** start Input **

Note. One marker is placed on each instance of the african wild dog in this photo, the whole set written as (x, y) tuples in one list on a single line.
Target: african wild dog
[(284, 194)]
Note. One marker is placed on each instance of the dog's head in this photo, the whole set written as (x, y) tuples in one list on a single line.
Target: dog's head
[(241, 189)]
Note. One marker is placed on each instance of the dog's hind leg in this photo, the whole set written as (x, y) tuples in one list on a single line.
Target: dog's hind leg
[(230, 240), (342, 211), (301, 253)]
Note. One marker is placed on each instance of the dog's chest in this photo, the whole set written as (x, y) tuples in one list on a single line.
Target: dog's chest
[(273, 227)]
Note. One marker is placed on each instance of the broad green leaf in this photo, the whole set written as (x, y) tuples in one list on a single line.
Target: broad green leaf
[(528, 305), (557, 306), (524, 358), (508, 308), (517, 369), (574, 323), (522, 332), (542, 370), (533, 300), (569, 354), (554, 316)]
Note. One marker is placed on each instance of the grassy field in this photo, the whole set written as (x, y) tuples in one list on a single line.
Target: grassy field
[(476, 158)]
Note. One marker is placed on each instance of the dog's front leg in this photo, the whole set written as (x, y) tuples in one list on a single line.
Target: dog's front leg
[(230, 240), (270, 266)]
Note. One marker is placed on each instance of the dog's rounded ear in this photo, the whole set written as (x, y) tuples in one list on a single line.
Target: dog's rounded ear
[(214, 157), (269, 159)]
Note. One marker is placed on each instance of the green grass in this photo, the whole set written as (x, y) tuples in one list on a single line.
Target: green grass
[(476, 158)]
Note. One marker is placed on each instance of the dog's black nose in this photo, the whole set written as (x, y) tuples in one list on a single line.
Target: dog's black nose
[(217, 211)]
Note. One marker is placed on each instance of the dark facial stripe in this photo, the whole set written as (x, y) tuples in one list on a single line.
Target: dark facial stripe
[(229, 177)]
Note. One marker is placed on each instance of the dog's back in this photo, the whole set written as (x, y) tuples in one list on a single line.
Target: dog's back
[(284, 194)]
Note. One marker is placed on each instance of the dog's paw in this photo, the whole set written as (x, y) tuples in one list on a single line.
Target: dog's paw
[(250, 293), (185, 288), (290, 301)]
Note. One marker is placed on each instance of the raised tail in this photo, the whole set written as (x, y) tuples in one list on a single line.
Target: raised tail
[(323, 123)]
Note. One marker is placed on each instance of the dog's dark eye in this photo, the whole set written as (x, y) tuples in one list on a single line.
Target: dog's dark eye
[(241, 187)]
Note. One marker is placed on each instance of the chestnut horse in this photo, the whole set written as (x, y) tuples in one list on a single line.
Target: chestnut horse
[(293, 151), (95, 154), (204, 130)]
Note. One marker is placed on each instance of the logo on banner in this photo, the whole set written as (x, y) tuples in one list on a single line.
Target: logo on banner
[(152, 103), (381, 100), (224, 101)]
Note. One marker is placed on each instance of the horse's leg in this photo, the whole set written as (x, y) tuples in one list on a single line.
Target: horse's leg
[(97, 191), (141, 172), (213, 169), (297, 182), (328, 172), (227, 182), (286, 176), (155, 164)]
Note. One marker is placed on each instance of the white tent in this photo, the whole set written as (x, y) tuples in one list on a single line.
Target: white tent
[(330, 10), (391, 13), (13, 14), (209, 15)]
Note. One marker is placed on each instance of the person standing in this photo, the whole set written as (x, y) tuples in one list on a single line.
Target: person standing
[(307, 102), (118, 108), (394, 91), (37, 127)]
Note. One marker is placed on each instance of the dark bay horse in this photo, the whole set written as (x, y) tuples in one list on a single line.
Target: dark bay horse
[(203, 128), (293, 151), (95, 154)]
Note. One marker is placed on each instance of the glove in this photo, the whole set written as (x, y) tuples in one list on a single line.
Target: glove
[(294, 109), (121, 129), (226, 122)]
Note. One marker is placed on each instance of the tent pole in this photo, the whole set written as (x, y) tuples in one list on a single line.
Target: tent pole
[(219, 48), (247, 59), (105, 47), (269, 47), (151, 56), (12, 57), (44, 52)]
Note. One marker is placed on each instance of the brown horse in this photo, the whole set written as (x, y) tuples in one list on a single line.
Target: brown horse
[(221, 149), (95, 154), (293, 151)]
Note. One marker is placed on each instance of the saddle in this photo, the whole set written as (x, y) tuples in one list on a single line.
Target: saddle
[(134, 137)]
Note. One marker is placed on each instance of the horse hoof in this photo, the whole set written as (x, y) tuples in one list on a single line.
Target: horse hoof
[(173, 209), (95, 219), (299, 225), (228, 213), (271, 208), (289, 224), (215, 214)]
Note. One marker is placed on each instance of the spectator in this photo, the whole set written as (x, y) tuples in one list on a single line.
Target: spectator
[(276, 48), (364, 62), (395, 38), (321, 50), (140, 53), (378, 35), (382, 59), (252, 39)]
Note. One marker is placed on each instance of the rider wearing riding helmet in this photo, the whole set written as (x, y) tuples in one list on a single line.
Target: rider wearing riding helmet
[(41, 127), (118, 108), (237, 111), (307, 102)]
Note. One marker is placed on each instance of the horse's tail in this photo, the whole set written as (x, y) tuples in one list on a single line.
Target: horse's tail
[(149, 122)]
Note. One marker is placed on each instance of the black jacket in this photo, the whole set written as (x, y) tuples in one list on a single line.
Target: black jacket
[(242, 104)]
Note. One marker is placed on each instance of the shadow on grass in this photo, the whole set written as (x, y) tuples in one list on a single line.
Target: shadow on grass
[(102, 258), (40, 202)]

** end Input **

» **To do**
Render as a JSON list of strings, one string per line with blank lines omitted, the text beginning at the line that contains "Note. One marker is placed on each instance of the raised" and continuing through the line that contains "[(323, 123)]", both lines included.

» **Reply**
[
  "Note. One marker is placed on each instance of the raised tail in this photo, the whole set written as (x, y) tuples in one list on a single line.",
  "Target: raised tail",
  "[(323, 123)]"
]